Source data:

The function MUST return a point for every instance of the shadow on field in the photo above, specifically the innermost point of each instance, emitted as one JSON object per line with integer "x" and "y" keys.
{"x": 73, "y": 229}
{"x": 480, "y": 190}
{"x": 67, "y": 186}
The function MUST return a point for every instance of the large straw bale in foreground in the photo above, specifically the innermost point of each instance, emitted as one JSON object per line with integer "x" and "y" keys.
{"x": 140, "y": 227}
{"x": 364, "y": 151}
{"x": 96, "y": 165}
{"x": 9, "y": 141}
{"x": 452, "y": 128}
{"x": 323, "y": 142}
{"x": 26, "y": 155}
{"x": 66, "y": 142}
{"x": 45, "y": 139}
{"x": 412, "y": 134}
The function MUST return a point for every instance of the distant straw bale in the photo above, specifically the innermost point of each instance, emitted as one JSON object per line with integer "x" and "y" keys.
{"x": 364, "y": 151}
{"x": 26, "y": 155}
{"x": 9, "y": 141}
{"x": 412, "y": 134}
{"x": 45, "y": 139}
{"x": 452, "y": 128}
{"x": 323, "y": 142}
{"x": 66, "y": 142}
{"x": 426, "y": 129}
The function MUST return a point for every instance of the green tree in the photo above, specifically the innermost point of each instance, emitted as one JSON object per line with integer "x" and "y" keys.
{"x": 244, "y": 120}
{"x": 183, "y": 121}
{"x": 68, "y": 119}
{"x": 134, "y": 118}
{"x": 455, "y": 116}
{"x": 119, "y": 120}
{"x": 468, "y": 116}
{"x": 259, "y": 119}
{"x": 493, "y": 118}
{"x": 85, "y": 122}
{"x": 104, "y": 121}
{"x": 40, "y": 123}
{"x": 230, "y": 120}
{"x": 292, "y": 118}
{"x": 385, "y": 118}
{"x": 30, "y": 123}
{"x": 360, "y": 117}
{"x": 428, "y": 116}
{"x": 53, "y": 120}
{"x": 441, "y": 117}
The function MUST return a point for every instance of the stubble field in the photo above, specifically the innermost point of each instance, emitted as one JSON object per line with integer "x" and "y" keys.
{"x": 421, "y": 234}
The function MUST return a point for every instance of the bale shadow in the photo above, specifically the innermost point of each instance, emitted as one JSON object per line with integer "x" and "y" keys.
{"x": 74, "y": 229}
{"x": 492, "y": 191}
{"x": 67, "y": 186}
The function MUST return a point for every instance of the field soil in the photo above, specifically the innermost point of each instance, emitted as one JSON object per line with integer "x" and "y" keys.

EXERCISE DIRECTIONS: Give an exact reproduction of the lines from the one with "of the bale" to the final line of the entries, including both.

EXERCISE SOLUTION:
The function MUST return a point for every instance of the bale shadow in the photo above, specifically the innermost point of each instance, emitted as one JSON object per line with integer "x" and "y" keys.
{"x": 74, "y": 229}
{"x": 492, "y": 191}
{"x": 67, "y": 186}
The function MUST return a point for every instance of the field soil in the photo above, specifically the innermost point of each instance, emitted as one JSON object per line with integer "x" and "y" keys.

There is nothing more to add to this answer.